> What you need to do: Set down exactly the lines of the records from the top to the line containing "Target: tiny new leaf"; include both.

> Dataset entries:
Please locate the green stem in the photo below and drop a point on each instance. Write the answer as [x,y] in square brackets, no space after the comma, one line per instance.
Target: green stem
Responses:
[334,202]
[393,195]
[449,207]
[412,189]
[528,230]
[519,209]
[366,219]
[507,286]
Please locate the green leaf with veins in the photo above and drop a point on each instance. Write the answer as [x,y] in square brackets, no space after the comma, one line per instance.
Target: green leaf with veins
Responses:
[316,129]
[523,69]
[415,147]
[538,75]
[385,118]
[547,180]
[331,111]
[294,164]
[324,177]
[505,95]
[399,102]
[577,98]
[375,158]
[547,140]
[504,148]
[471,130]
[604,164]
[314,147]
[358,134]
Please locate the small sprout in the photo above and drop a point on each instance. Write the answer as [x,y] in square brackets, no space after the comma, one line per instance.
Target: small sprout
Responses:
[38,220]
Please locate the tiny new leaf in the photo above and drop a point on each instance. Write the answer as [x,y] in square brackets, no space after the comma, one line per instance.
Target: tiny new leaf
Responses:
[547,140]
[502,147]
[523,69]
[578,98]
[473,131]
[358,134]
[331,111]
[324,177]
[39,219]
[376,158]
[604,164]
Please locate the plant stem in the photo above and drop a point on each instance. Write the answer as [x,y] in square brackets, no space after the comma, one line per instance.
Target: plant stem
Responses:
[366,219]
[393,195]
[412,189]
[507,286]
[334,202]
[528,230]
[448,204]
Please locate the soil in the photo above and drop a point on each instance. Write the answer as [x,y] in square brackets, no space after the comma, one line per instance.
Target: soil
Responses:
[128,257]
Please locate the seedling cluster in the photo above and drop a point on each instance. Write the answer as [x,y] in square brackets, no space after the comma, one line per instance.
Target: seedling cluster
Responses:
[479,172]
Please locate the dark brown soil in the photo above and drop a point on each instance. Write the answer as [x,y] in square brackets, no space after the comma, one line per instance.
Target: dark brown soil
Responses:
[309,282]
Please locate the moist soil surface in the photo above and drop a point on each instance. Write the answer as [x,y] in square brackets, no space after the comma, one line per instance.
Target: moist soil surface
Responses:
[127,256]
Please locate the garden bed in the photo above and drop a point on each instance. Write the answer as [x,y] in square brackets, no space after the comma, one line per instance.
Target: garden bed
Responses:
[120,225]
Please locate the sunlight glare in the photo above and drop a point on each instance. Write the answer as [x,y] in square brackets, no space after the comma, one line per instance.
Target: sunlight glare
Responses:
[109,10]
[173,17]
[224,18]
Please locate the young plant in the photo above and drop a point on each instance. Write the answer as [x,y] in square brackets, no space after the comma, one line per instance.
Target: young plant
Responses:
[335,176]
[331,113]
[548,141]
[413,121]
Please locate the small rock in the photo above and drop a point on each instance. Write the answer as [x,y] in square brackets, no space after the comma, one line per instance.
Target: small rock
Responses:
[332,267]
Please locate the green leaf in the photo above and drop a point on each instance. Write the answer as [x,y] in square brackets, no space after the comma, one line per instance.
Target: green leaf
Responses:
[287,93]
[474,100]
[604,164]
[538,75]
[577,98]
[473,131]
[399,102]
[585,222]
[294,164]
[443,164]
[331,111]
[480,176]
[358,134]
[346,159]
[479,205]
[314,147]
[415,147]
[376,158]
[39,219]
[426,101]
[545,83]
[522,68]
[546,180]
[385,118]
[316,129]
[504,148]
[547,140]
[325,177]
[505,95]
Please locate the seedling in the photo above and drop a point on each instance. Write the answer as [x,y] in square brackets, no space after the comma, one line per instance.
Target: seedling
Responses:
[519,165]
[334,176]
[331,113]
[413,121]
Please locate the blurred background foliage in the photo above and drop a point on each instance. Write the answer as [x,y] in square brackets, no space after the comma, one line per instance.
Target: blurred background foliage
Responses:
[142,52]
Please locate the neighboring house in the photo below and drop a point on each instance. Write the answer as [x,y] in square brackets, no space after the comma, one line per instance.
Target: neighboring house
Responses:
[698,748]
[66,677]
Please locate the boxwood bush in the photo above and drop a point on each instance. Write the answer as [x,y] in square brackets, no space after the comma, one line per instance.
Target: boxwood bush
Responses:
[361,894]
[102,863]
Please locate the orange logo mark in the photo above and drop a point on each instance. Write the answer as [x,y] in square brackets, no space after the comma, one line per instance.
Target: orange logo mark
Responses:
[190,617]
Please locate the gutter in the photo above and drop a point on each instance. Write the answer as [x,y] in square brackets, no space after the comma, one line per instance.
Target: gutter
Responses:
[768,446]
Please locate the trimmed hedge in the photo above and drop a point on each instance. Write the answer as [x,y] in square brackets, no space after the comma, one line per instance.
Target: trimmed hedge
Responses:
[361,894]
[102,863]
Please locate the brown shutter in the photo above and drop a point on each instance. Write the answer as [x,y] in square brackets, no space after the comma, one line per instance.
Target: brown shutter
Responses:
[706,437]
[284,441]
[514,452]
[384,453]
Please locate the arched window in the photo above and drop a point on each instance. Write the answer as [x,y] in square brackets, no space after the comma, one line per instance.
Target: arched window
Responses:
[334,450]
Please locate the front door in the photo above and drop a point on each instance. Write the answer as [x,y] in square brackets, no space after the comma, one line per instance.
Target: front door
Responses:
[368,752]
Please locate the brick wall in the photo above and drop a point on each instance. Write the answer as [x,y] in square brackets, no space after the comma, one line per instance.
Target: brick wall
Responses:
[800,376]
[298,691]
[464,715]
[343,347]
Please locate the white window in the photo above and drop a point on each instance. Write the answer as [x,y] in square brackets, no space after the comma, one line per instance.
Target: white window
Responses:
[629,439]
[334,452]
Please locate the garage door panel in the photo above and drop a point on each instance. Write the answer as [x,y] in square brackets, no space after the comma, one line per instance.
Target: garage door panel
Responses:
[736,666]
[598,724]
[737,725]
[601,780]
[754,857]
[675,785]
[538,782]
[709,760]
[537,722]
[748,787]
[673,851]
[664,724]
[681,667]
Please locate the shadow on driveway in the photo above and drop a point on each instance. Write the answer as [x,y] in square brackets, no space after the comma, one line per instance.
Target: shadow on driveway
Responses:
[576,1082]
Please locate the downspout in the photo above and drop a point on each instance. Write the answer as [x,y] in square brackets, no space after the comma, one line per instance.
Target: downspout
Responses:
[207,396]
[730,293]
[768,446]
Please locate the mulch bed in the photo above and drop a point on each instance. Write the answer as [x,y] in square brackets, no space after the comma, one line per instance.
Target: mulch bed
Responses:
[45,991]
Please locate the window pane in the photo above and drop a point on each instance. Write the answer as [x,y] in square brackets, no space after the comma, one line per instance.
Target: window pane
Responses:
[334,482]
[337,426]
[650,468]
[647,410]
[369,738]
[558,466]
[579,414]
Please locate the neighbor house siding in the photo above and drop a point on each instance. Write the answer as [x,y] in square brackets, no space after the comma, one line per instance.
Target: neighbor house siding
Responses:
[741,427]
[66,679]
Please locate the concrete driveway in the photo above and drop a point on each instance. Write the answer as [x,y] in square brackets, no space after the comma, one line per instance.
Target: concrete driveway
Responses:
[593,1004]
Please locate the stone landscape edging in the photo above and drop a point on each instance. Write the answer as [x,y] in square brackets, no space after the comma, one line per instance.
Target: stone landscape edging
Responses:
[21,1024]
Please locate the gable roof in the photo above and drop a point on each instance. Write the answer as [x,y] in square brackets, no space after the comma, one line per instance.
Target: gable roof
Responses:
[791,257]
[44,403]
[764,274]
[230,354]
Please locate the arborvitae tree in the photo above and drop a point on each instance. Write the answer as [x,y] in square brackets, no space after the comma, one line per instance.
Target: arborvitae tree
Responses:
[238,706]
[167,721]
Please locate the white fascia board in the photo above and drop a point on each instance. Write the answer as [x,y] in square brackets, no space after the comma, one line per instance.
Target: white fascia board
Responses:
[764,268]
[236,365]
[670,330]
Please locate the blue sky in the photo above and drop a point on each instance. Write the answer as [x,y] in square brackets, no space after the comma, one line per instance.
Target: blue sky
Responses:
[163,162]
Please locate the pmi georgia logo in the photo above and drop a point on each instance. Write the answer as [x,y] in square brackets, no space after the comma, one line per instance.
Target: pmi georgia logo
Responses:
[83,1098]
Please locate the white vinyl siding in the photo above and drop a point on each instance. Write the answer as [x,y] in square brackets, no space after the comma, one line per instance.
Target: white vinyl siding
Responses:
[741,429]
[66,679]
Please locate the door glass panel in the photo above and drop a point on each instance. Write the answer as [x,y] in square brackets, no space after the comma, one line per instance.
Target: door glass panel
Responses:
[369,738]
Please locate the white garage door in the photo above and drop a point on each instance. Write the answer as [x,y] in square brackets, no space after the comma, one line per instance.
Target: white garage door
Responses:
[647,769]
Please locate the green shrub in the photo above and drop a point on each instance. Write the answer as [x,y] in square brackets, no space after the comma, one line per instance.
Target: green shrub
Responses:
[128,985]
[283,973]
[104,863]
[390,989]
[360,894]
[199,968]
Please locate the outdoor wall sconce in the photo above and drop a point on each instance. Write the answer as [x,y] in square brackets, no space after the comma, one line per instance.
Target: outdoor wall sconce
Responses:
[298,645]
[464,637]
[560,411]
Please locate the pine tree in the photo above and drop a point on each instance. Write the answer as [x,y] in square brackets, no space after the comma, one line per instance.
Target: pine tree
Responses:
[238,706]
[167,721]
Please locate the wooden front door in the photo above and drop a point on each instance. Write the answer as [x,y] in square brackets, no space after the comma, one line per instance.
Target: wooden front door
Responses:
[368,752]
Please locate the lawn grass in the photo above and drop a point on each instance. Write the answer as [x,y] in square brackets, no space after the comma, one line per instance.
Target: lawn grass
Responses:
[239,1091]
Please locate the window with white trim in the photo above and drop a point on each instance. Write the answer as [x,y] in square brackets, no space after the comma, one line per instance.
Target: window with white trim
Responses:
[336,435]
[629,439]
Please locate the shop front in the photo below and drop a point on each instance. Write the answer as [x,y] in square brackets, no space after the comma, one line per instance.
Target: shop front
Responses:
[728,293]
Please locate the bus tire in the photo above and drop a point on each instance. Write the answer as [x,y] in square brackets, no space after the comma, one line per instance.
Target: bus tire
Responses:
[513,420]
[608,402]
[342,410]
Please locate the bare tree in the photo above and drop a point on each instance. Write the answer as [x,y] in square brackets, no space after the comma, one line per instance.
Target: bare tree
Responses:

> Answer to this exercise:
Please locate the green stem in the photo below and drop a point on each instance. Write the answer as [x,y] in square brackets, no space after the comma, one line per instance.
Target: green stem
Responses:
[334,202]
[393,195]
[449,207]
[412,189]
[528,230]
[519,209]
[366,219]
[507,286]
Please locate the green leaf with veins in the photo above and drop a point on each instance. Write the answer as [x,y] in square brackets, no space after the comma, one line per instance.
Target: green leaf with veins
Responses:
[316,129]
[523,69]
[415,147]
[538,75]
[385,118]
[547,180]
[331,111]
[294,164]
[324,177]
[505,95]
[399,102]
[577,98]
[375,158]
[547,140]
[504,148]
[471,130]
[604,164]
[314,147]
[358,134]
Please locate the small sprout in the photo above and drop a point on each instance. Write the answer as [x,y] in square brackets, no space after the comma, one line per instance.
Target: small sprout
Responses:
[38,220]
Please locate the tiny new leaf in the photo above and drop a point on each instance. Write the answer as [x,y] in square brackets, no space after the comma, one line per instance.
Target: tiny new leaf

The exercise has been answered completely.